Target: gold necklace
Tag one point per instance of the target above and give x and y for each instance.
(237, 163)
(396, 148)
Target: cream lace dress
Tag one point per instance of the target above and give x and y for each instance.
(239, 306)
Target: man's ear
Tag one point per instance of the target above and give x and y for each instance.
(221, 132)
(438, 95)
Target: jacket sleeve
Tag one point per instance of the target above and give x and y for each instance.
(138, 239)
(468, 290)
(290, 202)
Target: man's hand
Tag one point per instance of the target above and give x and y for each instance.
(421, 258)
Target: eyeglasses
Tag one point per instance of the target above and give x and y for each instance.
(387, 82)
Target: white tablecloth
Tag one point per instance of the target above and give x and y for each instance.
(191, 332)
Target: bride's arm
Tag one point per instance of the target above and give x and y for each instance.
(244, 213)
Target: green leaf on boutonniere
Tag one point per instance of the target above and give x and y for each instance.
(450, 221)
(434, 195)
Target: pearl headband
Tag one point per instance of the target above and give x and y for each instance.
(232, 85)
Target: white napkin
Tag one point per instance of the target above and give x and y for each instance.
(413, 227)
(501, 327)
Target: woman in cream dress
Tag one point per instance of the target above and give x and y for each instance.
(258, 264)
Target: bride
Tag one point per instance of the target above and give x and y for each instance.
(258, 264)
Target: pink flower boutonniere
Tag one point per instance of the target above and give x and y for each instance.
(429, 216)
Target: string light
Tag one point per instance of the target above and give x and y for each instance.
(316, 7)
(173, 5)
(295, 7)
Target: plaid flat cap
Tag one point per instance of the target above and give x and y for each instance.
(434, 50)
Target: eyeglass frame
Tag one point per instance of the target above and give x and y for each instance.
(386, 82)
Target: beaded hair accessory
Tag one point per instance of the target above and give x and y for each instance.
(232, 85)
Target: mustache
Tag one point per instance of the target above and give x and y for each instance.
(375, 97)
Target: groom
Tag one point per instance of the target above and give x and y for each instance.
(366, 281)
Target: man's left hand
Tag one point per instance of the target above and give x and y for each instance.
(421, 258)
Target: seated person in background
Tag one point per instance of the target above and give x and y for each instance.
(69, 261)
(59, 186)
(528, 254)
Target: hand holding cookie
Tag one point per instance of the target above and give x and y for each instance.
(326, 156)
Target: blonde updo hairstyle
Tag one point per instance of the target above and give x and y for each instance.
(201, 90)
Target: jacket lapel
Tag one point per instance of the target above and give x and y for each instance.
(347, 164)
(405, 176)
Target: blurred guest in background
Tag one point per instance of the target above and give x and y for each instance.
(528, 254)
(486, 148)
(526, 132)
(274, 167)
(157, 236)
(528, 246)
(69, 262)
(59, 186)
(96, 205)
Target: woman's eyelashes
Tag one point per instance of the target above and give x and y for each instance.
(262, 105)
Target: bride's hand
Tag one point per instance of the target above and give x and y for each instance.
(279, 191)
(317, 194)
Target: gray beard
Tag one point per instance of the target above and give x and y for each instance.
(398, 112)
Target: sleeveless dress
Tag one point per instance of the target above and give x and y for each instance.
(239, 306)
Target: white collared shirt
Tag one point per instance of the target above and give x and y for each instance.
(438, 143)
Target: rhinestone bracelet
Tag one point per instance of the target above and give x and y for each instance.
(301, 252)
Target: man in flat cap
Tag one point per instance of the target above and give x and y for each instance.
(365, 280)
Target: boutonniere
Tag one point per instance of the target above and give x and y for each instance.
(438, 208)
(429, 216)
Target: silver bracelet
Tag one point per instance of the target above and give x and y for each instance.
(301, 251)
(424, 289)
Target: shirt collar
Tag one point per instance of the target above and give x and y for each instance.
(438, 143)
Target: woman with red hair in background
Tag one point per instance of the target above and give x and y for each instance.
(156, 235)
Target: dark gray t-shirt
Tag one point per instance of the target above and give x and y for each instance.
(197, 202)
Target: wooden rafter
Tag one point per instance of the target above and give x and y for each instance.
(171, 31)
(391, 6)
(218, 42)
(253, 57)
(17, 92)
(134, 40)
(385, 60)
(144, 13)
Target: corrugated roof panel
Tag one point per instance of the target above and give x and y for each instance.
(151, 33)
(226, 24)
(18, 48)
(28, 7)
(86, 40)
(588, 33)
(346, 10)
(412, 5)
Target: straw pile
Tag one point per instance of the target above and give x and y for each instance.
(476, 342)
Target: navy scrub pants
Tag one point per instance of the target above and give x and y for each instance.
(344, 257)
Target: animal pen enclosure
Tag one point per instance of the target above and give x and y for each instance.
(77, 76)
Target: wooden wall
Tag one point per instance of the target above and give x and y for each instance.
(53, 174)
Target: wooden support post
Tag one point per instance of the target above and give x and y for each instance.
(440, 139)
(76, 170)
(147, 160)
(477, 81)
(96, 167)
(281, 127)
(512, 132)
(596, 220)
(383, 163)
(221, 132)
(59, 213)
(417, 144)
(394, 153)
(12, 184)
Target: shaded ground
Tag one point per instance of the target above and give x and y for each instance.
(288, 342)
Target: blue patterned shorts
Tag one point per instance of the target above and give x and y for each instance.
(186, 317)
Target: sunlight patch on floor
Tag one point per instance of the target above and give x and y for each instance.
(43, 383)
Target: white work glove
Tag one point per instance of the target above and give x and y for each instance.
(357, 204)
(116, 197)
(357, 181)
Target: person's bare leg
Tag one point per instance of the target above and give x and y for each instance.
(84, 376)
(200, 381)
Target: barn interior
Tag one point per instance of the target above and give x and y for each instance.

What the task asks
Output the lines above unchanged, from the line with "Target: barn interior" through the last line.

Full solution
Target: barn interior
Tag one point per instance of the target above and give x and y for each instance.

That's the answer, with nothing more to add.